======== INFORMATION PROVIDED ========
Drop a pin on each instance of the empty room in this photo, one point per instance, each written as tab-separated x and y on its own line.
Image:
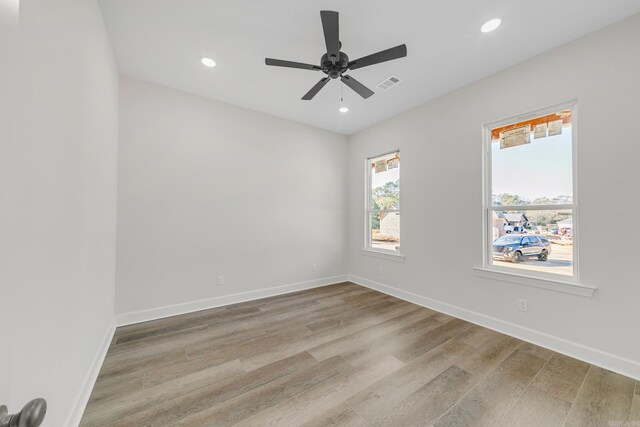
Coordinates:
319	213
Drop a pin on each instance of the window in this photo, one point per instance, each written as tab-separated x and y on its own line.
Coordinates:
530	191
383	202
========
======== INFORMATION PROVIDED ========
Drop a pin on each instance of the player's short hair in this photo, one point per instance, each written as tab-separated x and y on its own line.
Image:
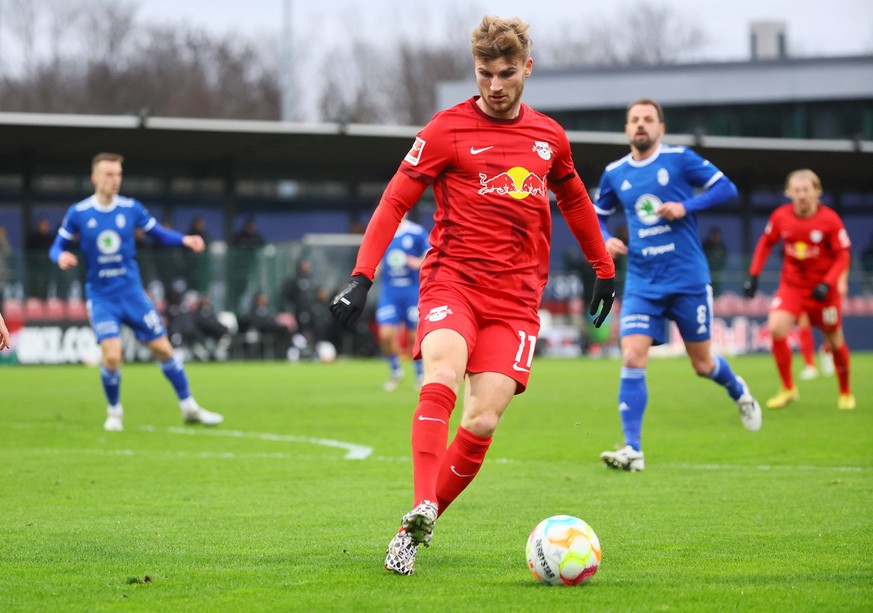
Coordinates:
========
▶ **PROBLEM DESCRIPTION**:
Check the records above and copy each line that has the string "Drop".

▶ **EXERCISE OUTPUT**:
Drop a pin on each instance of the empty room in this photo, one point per instance, each written as tab-separated x and y on its own line.
Drop a pin on each instance of the window in this photo, one point per instance, each written as tab-separated x and y on its own line.
Drop a pin on each instance of the player's short hair in this photo, one point per instance, each written as tab-separated x and y on its own line.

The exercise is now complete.